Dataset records

☆ ☆ ☆

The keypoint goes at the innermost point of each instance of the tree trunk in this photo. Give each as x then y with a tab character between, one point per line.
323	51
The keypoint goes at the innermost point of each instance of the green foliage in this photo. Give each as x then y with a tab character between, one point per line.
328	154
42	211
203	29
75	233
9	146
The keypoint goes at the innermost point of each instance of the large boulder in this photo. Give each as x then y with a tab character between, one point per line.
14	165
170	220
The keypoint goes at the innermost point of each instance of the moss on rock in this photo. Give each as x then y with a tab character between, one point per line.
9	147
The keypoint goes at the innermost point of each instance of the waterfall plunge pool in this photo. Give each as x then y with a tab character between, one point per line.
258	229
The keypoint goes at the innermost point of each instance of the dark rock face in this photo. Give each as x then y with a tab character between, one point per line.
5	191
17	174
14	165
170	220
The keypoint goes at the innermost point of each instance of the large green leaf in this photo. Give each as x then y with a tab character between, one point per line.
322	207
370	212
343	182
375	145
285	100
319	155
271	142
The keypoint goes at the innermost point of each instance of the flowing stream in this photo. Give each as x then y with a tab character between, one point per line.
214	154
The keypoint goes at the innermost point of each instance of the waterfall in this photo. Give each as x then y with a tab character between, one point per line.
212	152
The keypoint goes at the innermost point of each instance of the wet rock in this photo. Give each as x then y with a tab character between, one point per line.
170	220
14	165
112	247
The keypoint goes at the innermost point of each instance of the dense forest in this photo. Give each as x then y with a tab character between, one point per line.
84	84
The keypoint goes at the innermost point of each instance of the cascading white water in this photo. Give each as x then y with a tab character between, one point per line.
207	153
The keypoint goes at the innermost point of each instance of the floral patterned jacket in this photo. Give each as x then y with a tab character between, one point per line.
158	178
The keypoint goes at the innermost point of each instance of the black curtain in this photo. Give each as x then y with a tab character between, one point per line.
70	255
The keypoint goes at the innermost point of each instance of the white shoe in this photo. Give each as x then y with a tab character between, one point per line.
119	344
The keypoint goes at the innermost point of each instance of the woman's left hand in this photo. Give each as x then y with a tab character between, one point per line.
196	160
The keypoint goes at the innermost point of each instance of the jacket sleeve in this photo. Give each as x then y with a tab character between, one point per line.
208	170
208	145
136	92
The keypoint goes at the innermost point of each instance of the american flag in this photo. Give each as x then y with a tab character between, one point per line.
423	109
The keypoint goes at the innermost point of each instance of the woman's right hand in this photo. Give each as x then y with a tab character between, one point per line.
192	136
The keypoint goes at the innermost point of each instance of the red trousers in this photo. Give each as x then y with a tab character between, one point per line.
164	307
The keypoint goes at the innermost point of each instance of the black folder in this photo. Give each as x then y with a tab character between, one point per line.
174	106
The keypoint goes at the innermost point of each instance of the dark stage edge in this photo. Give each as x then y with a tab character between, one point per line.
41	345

☆ ☆ ☆

→ **ACTION ITEM**
Start at the line with "the dark stage". Give that line and every line after it again, word for word, through the last line above.

→ **RESPONSE**
The keypoint goes at the innermost point of each instance of the dark stage edge in this photo. Give each as x then y with a tab character between, one point per line.
41	345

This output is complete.